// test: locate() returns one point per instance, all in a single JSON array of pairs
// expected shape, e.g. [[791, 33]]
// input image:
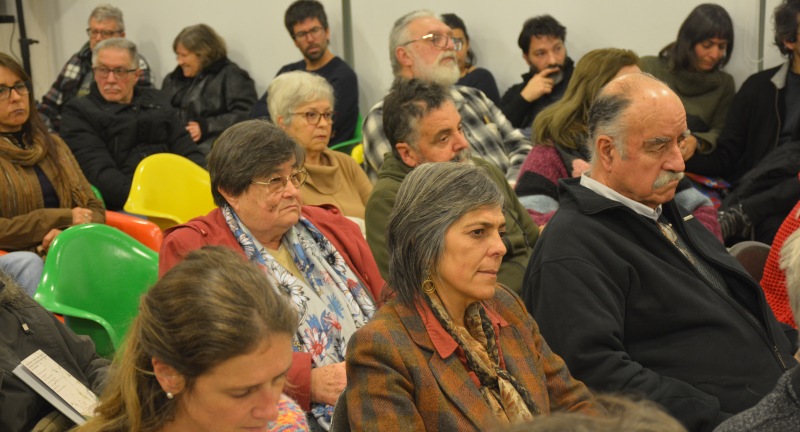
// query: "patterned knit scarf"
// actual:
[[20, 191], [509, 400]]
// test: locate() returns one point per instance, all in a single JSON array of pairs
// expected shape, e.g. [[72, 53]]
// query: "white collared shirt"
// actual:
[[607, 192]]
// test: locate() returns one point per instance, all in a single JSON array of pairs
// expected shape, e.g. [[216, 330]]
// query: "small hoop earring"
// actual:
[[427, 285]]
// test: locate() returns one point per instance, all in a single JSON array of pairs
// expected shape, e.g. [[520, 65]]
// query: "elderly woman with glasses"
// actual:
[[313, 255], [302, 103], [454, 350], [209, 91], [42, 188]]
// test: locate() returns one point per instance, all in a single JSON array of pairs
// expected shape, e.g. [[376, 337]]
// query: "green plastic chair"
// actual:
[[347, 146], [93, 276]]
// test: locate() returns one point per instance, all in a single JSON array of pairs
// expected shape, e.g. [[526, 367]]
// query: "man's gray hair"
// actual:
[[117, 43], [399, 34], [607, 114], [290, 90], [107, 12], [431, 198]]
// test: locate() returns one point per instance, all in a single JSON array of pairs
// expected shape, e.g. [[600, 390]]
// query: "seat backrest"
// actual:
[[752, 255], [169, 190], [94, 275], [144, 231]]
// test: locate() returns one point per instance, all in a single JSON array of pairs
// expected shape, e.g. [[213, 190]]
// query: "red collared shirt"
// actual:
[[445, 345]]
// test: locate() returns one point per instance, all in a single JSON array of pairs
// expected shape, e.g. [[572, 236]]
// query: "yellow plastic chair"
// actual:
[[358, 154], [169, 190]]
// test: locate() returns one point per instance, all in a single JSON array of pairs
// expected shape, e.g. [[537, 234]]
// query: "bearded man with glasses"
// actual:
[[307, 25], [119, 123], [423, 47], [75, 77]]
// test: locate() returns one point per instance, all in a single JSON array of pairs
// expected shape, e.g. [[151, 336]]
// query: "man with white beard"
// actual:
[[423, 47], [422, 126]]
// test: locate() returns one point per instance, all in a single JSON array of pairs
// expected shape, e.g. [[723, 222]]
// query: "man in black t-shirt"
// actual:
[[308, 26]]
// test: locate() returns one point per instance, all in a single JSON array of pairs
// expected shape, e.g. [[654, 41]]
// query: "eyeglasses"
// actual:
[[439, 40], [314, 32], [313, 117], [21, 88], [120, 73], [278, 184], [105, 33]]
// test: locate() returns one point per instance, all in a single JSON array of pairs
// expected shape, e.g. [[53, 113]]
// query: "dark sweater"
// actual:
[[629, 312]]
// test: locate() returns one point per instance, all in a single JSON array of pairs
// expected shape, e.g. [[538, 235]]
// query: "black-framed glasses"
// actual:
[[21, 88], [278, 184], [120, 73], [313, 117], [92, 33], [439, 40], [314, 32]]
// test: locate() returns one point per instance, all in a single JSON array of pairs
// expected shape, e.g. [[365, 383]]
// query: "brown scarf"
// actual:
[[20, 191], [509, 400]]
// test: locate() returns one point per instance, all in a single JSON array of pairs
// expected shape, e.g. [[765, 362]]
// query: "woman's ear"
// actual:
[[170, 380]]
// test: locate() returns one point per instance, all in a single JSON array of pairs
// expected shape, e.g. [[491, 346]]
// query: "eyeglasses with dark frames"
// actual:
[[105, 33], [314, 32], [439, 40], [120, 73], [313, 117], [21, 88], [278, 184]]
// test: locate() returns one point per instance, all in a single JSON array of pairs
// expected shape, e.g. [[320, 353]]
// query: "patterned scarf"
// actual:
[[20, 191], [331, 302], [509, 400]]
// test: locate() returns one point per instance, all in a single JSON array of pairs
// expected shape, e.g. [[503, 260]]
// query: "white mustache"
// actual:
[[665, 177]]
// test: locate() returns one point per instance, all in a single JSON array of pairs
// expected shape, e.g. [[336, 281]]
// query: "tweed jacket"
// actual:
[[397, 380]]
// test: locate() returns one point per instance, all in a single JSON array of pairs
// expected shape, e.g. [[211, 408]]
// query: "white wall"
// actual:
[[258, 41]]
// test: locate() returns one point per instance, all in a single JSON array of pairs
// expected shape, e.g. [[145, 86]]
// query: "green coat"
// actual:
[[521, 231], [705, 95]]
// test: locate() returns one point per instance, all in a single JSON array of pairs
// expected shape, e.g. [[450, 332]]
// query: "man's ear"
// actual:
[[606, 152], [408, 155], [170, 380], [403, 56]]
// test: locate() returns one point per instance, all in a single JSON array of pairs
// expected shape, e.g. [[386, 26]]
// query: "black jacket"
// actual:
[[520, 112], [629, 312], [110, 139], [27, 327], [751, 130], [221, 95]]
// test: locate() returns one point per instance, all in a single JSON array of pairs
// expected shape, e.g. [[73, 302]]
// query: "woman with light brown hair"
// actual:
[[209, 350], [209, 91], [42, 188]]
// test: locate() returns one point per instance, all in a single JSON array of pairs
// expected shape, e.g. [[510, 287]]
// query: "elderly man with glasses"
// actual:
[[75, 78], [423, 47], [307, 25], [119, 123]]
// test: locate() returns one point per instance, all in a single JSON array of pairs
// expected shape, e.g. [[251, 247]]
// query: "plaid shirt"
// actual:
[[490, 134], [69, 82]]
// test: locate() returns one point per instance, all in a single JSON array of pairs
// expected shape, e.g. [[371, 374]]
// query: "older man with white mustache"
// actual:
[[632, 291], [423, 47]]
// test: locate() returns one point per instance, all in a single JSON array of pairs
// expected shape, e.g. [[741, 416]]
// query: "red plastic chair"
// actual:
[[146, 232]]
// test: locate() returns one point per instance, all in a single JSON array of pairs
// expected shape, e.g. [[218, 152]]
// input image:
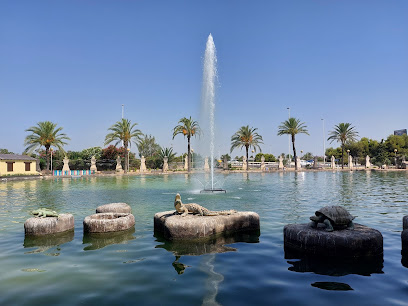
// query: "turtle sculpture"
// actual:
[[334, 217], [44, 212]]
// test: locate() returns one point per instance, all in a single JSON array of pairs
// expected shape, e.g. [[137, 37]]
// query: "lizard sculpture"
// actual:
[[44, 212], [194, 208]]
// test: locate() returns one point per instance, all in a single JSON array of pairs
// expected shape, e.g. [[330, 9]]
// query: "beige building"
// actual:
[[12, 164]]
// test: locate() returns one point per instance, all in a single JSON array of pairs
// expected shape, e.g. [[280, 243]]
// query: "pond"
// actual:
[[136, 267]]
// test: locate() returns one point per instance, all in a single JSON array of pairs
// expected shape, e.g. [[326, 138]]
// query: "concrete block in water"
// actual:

· · · ·

Task description> Each line above gets copied exactly; leave the pictures out.

Response>
// test: locate() returns one point per instance, all in a single JSON array of pairs
// expected shape, e.g. [[791, 33]]
// input image:
// query: "patterned knit scarf"
// actual:
[[20, 191], [509, 400]]
// test: locate() returns one point per instance, all in a single JSON array of pairs
// expected shape, e.g. [[72, 53]]
// query: "white collared shirt"
// actual:
[[607, 192]]
// test: locate() returns one point per instance, all in a single JSON array of pairs
// expected shape, e.g. [[216, 330]]
// query: "small hoop earring"
// actual:
[[427, 285]]
// test: locate() returns one point per instance, all in a single JSON array of pairs
// expected shape, e.g. [[520, 65]]
// query: "elderly woman with glasses"
// actual:
[[313, 255], [302, 103], [454, 350], [209, 91], [42, 188]]
// test: locate() returns one point per instance, all in a single JSON array of pairs
// expected shape, e.g. [[376, 337]]
// query: "green plastic chair"
// actual:
[[347, 146], [93, 276]]
// test: locate() returns one point per instance, all in a single JSON array of pairs
// expected shape, e.g. [[526, 367]]
// query: "man's gray hair"
// actual:
[[117, 43], [399, 34], [607, 114], [290, 90], [107, 12], [431, 198]]
// test: locate() returns one point per instance, all in a single JSON array of pairs
// expected shape, e.g. [[600, 390]]
// query: "seat backrest"
// actual:
[[752, 255], [169, 190], [94, 275], [144, 231]]
// test: locate() returns one point per instance, all in a single JSON array of pairs
// expected shape, e.g. [[213, 190]]
// query: "red collared shirt"
// actual:
[[445, 345]]
// test: locate() returns one point per instance, all in a single JSON array of pairs
// expected shape, e.g. [[572, 236]]
// query: "yellow plastic chair"
// actual:
[[358, 154], [169, 190]]
// test: locate() returns one point per instance, all in a single JSON array of pairs
// expected shape, e.g. [[537, 234]]
// query: "bearded man with glasses"
// actual:
[[307, 25], [119, 123], [423, 47], [75, 77]]
// test: locate() returns one point per instance, all in a single JSON array of pairs
// expected shape, e.g. [[151, 336]]
// query: "man with white beard"
// actual:
[[423, 47], [422, 126]]
// test: locate() returns one point per instance, all in a single JSON array of pairs
// expected shape, e.g. [[723, 222]]
// query: "man in black t-shirt"
// actual:
[[308, 26]]
// test: locate() returns one point per instance, all in a single JSON array of pairs
// expected shape, e.g. [[654, 41]]
// query: "eyeglasses"
// actual:
[[439, 40], [314, 32], [313, 117], [21, 88], [120, 73], [278, 184], [105, 33]]
// test: locate() returns one point per instance, all in a single JSON array of pairs
// expected shape, e.g. [[53, 113]]
// query: "dark sweater"
// actual:
[[629, 312]]
// test: locate() returns one point per instance, all in a single JSON array of pairs
// expected shape, e.g. [[538, 235]]
// query: "black-framed glasses"
// actual:
[[21, 88], [278, 184], [120, 73], [313, 117], [92, 33], [439, 40], [314, 32]]
// test: locate() returns one point per instance, all in a single JSON array of pairs
// expected shape, e.g. [[365, 383]]
// query: "brown scarf"
// actual:
[[20, 191], [509, 400]]
// test: locate() returns one point per instance, all in a single JSON array of pairs
// expected shape, e.g. [[765, 362]]
// query: "woman's ear"
// actual:
[[170, 380]]
// test: locate() returns one point per instance, all in a single JSON array of pairs
// expected shape, e.g. [[491, 346]]
// query: "eyeglasses with dark frames"
// actual:
[[105, 33], [314, 32], [439, 40], [120, 73], [313, 117], [21, 88], [278, 184]]
// test: locate() returns one point per instance, all in a single JSON array of pairs
// expected shape, e.g. [[320, 353]]
// query: "patterned scarf"
// actual:
[[20, 191], [331, 302], [509, 400]]
// test: locate() returns one point per instance, all in a single JSON array of pairs
// expected shape, e.g. [[503, 260]]
// query: "white mustache"
// actual:
[[665, 177]]
// test: locate() returns one point per instance, all in a single JSON array of pairs
// expected shape, e.g. [[336, 281]]
// query: "tweed jacket"
// actual:
[[397, 380]]
// test: locate() returns one point per instance, all in a single JSON array of pairs
// expected shape, e.g. [[211, 408]]
// query: "white wall"
// actual:
[[258, 41]]
// test: locate() returns one point per instance, all in a single JSON array of pairs
// expected shape, e.g. [[145, 86]]
// query: "green coat"
// actual:
[[521, 231], [705, 95]]
// test: locate() returns one point per instance, all in a single JSON array of pairs
// expected shape, e.g. [[450, 332]]
// query: "man's ear"
// actual:
[[606, 152], [408, 155], [170, 380], [403, 56]]
// test: locate() returns one point per instance, all in a single JSON array of pairs
// expected shape, e.g. [[386, 26]]
// query: "black jacket"
// actual:
[[520, 112], [629, 312], [110, 139], [27, 327], [751, 130], [221, 95]]
// test: locate() returns one point per instance, all in a single JSON array of pairs
// expected shape, e.g. [[73, 302]]
// query: "woman with light brown hair"
// actual:
[[209, 350], [209, 91], [42, 188]]
// test: locate() returns one point per instance, all in a single JSON array of pairs
// expected shape, e.g. [[510, 287]]
// query: "elderly man with glasses"
// actual:
[[75, 78], [423, 47], [307, 25], [119, 123]]
// test: locate() returns one point per instance, all in a single JSON array of pairs
// expected shape, e.g. [[251, 247]]
// query: "plaid shirt"
// actual:
[[490, 134], [69, 82]]
// test: locate() returns one point per instance, all in a single JSON array of pairs
// expected shape, e.g. [[371, 374]]
// query: "older man with white mustache"
// actual:
[[632, 291], [423, 47]]
// test: locate() returns one point per instance, all in a single JSON array of pairs
// expected shape, e.g. [[741, 416]]
// query: "red plastic chair"
// actual:
[[146, 232]]
// test: locate() returns one point per instance, all in a single JSON array of pairs
// expected shape, e.g. [[218, 152]]
// input image:
// query: "turtle sculpture"
// actual:
[[334, 217], [44, 212]]
// test: locate() returns one point per instance, all in a single JSON array of pairs
// expected shape, e.g. [[137, 37]]
// query: "lizard sculpture"
// actual:
[[44, 212], [194, 208]]
// test: locate() returns one point per instance, all in a single JSON array of pairs
// expected shape, e.g. [[330, 9]]
// query: "beige building"
// actual:
[[12, 164]]
// test: locate() returns one point per instance, all in a single JSON array of pairs
// expected shape, e.g. [[280, 243]]
// query: "pond"
// actual:
[[136, 267]]
// test: locate() returns one point per instance, all in a single JSON array of pairs
// expected shape, e.g. [[326, 138]]
// query: "concrete block in water"
// actual:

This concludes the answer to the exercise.